→ **SOURCE TEXT**:
begin

Are you wondering what is going on... well it is rather comical at first. I mean, consider what you would be doing when an alphabet letter becomes "un-glued" and falls to its death at the heart of the town's city center. You see, once upon a time a very prestigious gentleman, the esteemed Neville Nollop, became a literary "giant" when he penned the famous pangram: The quick brown fox jumps over the lazy dog. Although there was very little recognition within the states, the village erected a statue and placed tiles for the pangram upon the statue. On July 17, the "Z" fell. The council retreated behind close doors to deliberate what the village should do.

With complete control over the villagers, the council declares that no one could ever use the "Z" again. Yep, no more words in which the "Z" is written could ever be viewed, spoken, written, sung, or repeated. Imagine what that means for teachers, or the public library, songs, store items, and personal names. There would of course be one warning with three succeeding penalties if one was not carefully guarding their tongues or refusing to remove any items in which the offensive "Z" might appear. As people began adjusting to this new mandate, the bees began creating quite the havoc around town and in particular at the farms.

"With the prohibition, the reading of all books containing the unfortunate letter
will have to be outlawed..."

end

→ **DATASET ENTRIES**:
begin

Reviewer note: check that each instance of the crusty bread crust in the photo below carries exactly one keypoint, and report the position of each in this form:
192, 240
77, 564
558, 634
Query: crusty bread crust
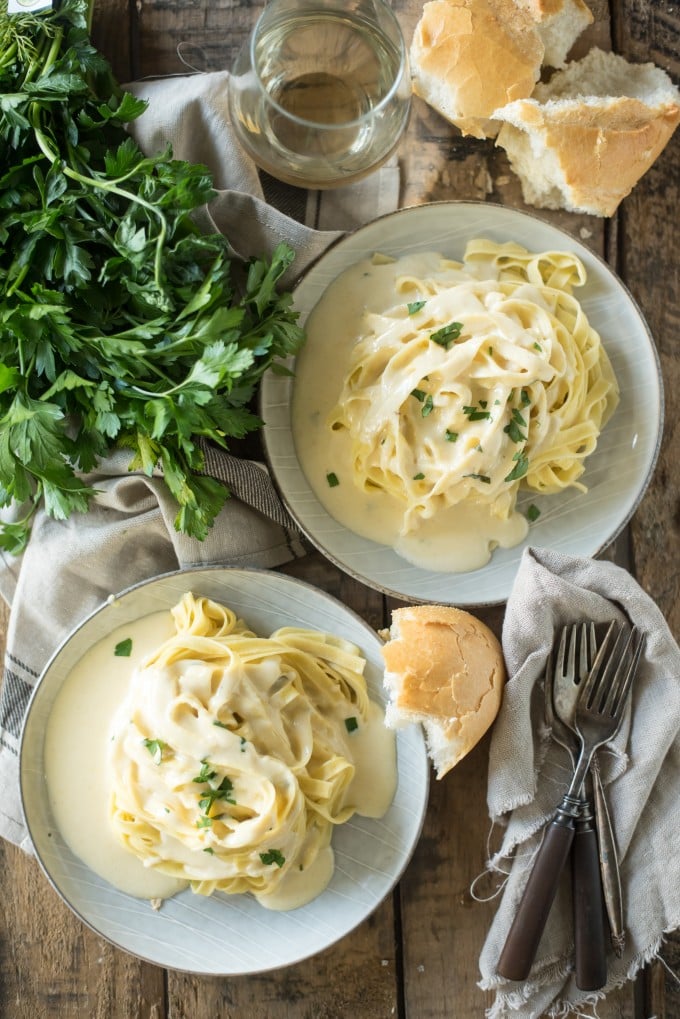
470, 56
587, 137
443, 669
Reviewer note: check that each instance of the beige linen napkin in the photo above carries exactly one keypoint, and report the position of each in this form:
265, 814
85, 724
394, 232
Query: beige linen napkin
529, 772
70, 567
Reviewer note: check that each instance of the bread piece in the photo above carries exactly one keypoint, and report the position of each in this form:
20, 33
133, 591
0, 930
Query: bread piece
586, 137
559, 23
445, 669
470, 56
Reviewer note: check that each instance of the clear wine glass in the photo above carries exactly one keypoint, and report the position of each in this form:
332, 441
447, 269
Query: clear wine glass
320, 94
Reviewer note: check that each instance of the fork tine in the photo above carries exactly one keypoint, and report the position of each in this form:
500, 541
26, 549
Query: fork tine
598, 667
584, 656
592, 640
562, 651
612, 669
617, 696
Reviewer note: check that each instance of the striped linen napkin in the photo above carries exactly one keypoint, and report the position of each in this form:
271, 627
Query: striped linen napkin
127, 536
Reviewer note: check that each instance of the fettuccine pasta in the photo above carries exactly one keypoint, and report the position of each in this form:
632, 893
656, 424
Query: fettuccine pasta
232, 756
478, 378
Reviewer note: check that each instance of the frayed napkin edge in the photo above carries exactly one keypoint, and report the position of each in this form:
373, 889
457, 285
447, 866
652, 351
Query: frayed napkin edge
510, 1004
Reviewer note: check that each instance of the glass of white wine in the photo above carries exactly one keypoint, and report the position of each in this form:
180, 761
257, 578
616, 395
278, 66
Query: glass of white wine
320, 94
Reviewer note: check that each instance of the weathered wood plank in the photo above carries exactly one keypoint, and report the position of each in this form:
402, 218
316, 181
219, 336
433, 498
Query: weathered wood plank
648, 263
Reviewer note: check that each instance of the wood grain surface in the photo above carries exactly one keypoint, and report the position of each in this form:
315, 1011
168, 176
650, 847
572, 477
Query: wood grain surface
416, 957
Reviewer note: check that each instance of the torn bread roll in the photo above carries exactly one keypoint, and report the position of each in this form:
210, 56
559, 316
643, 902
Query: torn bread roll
559, 23
585, 138
469, 57
443, 669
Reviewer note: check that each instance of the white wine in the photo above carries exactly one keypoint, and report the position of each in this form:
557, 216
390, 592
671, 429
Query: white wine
333, 96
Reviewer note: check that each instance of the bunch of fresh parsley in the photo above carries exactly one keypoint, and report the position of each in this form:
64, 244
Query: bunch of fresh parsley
121, 324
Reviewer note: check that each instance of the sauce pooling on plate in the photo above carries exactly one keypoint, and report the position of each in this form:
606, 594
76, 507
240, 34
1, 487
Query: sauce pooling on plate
215, 757
428, 391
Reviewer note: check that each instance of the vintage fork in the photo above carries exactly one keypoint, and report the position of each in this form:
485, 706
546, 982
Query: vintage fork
597, 716
576, 652
560, 715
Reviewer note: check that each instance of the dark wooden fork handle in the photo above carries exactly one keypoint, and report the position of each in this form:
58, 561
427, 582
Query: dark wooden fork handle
589, 924
523, 937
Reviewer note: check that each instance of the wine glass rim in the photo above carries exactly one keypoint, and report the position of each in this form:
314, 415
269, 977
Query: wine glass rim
401, 71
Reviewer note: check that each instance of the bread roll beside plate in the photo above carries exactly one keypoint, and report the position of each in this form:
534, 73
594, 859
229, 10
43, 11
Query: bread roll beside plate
586, 137
559, 23
469, 57
443, 669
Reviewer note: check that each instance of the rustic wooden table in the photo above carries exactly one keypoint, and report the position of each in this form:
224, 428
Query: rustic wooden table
416, 957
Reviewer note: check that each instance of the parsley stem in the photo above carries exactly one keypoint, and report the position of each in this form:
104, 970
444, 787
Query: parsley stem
105, 185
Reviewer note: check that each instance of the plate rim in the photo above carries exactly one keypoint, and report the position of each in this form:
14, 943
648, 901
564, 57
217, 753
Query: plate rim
396, 872
348, 239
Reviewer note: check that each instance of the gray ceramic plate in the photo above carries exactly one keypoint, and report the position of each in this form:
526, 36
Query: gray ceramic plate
617, 474
229, 934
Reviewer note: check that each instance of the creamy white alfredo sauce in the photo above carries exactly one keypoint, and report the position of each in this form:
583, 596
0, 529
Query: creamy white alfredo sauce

end

→ **EXERCISE TASKS**:
(A) Write out the whole passage about the fallen letter, word for word.
(B) Reproduce the entries from the line containing "Reviewer note: check that each instance of the creamy" through the final line of the entries, inclusive and unchanged.
The passage and the entries have nothing to do with each other.

→ **OUTPUTS BY TASK**:
(A)
Are you wondering what is going on... well it is rather comical at first. I mean, consider what you would be doing when an alphabet letter becomes "un-glued" and falls to its death at the heart of the town's city center. You see, once upon a time a very prestigious gentleman, the esteemed Neville Nollop, became a literary "giant" when he penned the famous pangram: The quick brown fox jumps over the lazy dog. Although there was very little recognition within the states, the village erected a statue and placed tiles for the pangram upon the statue. On July 17, the "Z" fell. The council retreated behind close doors to deliberate what the village should do.

With complete control over the villagers, the council declares that no one could ever use the "Z" again. Yep, no more words in which the "Z" is written could ever be viewed, spoken, written, sung, or repeated. Imagine what that means for teachers, or the public library, songs, store items, and personal names. There would of course be one warning with three succeeding penalties if one was not carefully guarding their tongues or refusing to remove any items in which the offensive "Z" might appear. As people began adjusting to this new mandate, the bees began creating quite the havoc around town and in particular at the farms.

"With the prohibition, the reading of all books containing the unfortunate letter
will have to be outlawed..."

(B)
Reviewer note: check that each instance of the creamy white alfredo sauce in the photo above carries exactly one keypoint, and report the position of each in this form:
583, 596
0, 529
Query: creamy white alfredo sauce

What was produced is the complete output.